━━━ EXTRACT TO READ ━━━
The common specs to both will be:
Kahler USA Hybrid tremelo
24 frets, 16" fretboard radius
Dual Cepheus Pickups

The Standard will feature a mahogany body and solid color finishes, perhaps these three:
White w/ Gold Hardware, Ebony/Rosewood fretboard (classic Randy Rhoads scheme)
Bright Red w/ Black Hardware, Maple Fretboard (looks like Ibanez RG550 or a Jackson/Charvel/ESP shredder)
Basic Black w/ Black Hardware, Rosewood fretboard for the boring folks

The Pro will feature an alder body with a flame or quilt top and trans finishes, most likely with the choice between natural and perhaps trans blue/black. Fretboards will most likely be maple on natural and rosewood on colors.

*I'm interested to hear opinions on finishes, but here's the main question I have for this poll:*

Regarding scale length - A number of people have expressed interest in 25.5" whilst others are adamantly opposed to it. What Kurt and I are considering is to compromise by doing one of the following (please don't suggest making all 4 variations, the market just is not big enough yet):

Offer the Standard in 25.5" and the Pro in 27"
Offer the Pro in 25.5" and the Standard in 27"

I think the first option is better since the bolt-on is likely to have better definition in the lower register due to its construction so that will work to offset the concern people have about the scale being too short. Am I right? Vote/discuss away!
━━━
▶ **WHAT YOU NEED TO DO**:
Using the guitar spec post, decide whether each statement agrees with it, answering yes or no and quoting the words that settle it: 1. Both models share 24 frets and a 16" fretboard radius. 2. The Pro will have a mahogany body. 3. The poster favors offering the Standard in 25.5" and the Pro in 27". The records after this point are separate material with no connection to the guitar spec post.
━━━ SUPPLIED MATERIAL ━━━
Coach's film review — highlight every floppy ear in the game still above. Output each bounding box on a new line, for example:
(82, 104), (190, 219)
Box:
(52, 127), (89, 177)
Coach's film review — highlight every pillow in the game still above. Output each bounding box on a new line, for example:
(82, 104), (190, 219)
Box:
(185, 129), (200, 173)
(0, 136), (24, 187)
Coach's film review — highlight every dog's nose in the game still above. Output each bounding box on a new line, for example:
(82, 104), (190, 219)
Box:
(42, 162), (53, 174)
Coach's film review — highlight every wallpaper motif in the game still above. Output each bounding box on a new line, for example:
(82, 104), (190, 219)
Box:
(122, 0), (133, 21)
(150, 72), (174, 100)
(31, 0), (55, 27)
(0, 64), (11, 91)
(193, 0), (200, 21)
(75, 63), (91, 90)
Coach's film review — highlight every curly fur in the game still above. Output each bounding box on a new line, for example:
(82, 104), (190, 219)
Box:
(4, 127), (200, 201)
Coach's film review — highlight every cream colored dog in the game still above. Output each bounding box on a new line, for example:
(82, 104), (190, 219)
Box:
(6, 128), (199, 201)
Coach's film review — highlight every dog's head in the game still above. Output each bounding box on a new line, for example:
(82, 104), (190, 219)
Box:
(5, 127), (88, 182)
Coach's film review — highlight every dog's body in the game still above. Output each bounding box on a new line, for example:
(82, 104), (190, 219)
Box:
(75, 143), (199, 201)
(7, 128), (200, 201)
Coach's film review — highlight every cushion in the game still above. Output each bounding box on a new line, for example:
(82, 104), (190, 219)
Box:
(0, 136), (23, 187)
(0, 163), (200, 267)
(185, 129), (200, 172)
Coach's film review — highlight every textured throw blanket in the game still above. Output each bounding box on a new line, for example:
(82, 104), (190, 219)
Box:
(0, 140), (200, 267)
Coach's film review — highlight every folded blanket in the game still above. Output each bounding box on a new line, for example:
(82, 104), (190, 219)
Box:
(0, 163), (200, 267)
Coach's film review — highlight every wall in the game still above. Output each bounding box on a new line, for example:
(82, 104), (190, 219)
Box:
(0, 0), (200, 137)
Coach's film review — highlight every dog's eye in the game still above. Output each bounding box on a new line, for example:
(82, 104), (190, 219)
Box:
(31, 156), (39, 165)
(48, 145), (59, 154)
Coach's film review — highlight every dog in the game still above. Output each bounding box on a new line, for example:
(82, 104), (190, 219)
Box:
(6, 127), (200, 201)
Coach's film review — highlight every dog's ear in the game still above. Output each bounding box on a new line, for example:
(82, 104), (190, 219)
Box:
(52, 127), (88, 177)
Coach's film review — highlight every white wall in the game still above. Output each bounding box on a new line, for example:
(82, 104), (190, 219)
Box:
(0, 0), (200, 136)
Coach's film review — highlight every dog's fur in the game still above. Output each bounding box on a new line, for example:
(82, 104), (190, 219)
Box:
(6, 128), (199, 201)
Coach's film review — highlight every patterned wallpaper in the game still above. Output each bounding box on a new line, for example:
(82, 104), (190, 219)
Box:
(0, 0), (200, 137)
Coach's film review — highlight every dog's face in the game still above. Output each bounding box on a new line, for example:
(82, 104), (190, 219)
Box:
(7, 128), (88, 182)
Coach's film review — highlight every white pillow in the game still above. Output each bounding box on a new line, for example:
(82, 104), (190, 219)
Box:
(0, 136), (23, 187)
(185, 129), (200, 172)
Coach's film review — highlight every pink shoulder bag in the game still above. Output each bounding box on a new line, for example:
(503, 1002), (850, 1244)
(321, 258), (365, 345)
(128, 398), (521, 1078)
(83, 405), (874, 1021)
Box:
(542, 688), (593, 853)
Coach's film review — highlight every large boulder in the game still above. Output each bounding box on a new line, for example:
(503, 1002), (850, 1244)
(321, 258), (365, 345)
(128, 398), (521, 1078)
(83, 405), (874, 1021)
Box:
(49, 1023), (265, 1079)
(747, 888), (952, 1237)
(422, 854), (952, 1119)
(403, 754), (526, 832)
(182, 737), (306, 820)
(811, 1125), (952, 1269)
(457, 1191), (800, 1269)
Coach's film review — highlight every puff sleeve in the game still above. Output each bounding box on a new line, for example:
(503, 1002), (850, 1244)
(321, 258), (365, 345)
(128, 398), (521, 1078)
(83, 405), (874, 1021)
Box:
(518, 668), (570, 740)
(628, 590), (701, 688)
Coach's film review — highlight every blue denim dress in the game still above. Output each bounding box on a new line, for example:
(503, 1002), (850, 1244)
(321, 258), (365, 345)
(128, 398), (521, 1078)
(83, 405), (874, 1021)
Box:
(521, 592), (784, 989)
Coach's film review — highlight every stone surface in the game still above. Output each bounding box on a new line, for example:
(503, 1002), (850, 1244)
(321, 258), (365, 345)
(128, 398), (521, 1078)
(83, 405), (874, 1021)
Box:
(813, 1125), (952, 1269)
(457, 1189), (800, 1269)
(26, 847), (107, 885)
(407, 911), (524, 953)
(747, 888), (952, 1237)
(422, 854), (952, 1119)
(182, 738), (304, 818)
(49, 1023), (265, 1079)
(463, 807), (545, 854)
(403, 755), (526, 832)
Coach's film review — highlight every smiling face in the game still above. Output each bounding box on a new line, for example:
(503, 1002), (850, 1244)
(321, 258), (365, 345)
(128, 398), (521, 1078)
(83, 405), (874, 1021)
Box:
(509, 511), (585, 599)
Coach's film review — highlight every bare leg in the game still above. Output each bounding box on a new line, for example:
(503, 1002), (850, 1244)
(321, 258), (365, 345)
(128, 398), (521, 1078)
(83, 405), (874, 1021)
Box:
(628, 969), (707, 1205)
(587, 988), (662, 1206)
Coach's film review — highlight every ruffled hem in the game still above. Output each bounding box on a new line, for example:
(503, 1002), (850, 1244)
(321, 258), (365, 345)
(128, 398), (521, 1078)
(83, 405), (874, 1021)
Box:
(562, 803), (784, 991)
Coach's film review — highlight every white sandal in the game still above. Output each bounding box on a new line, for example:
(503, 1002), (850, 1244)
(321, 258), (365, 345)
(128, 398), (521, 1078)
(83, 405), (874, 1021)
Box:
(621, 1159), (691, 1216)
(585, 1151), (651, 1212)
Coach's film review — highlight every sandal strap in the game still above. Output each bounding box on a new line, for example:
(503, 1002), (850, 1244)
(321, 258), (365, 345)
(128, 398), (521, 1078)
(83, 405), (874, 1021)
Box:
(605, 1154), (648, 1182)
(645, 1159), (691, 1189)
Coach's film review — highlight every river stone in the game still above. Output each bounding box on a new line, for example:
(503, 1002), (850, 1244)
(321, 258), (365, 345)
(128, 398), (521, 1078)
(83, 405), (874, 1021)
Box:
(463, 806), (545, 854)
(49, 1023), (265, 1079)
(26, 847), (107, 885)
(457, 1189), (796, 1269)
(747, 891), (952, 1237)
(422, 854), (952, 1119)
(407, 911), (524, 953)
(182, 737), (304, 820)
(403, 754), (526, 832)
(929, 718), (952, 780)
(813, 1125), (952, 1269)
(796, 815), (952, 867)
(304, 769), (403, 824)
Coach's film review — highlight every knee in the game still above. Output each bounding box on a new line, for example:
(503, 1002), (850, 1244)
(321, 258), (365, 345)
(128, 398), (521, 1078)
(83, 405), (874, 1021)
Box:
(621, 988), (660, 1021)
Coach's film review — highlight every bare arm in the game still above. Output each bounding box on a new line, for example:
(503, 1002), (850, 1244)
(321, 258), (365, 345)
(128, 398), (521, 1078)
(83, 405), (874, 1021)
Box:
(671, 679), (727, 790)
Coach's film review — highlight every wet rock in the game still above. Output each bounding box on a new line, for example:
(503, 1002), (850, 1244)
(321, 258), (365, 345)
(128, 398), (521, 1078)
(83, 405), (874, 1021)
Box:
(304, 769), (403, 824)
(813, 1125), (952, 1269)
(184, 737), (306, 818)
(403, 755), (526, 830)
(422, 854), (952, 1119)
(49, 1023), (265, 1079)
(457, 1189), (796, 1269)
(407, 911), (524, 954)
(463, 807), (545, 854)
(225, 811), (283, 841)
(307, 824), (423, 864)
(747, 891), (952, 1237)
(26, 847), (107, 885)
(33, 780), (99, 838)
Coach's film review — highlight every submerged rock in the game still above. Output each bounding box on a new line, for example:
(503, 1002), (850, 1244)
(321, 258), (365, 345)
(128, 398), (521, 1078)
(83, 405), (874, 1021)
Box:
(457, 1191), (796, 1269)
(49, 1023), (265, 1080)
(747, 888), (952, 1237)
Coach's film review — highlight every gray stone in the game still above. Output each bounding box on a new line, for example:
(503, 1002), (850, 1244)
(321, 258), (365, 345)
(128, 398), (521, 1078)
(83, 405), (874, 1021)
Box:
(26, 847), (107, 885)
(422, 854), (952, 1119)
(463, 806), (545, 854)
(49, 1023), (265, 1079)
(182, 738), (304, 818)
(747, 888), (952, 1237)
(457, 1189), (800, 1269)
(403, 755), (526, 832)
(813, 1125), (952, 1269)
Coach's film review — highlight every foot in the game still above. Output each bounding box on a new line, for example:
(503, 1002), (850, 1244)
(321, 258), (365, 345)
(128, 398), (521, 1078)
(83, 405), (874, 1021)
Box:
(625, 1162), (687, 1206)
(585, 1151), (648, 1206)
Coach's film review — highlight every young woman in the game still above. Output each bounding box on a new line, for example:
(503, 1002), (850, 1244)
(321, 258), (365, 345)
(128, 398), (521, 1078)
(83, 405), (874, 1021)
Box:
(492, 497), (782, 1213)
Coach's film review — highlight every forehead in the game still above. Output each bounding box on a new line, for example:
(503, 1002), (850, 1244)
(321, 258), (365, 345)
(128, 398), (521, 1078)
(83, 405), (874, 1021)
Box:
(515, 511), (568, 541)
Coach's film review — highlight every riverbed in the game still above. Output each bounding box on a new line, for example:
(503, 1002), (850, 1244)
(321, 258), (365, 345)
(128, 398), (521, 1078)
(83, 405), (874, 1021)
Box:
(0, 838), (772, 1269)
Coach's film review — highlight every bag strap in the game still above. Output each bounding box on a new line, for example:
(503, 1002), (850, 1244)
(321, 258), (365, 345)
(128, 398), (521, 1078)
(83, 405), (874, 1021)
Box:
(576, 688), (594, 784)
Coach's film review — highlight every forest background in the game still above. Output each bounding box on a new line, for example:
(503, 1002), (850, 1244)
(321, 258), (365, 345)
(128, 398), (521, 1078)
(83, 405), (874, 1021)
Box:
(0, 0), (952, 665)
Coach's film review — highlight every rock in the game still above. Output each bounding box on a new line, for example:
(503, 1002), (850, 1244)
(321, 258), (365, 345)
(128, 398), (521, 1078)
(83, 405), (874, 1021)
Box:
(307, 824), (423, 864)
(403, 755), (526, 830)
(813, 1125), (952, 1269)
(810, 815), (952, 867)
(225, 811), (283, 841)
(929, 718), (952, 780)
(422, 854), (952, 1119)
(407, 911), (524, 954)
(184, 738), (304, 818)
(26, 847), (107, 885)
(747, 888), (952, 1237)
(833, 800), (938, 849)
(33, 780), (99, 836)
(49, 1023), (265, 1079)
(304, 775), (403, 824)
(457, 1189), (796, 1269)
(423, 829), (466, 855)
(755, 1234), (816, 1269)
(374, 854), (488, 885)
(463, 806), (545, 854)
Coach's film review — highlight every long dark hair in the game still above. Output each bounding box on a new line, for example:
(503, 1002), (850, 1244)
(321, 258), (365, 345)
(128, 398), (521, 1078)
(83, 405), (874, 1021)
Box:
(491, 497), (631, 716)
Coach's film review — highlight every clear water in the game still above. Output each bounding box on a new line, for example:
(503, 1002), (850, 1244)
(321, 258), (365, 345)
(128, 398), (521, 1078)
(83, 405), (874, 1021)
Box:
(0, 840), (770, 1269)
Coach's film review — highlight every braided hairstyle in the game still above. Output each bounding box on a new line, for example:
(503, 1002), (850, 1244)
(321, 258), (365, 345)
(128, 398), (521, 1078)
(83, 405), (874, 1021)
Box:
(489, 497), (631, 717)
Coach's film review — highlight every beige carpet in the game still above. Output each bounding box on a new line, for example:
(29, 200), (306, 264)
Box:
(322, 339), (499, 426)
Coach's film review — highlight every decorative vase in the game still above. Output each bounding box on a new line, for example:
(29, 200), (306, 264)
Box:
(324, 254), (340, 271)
━━━
▶ **OUTPUT OF THE TASK**:
1. Yes: "The common specs to both will be:" followed by "24 frets, 16" fretboard radius"
2. No: "The Pro will feature an alder body with a flame or quilt top"
3. Yes: "I think the first option is better," where the first option is "Offer the Standard in 25.5" and the Pro in 27""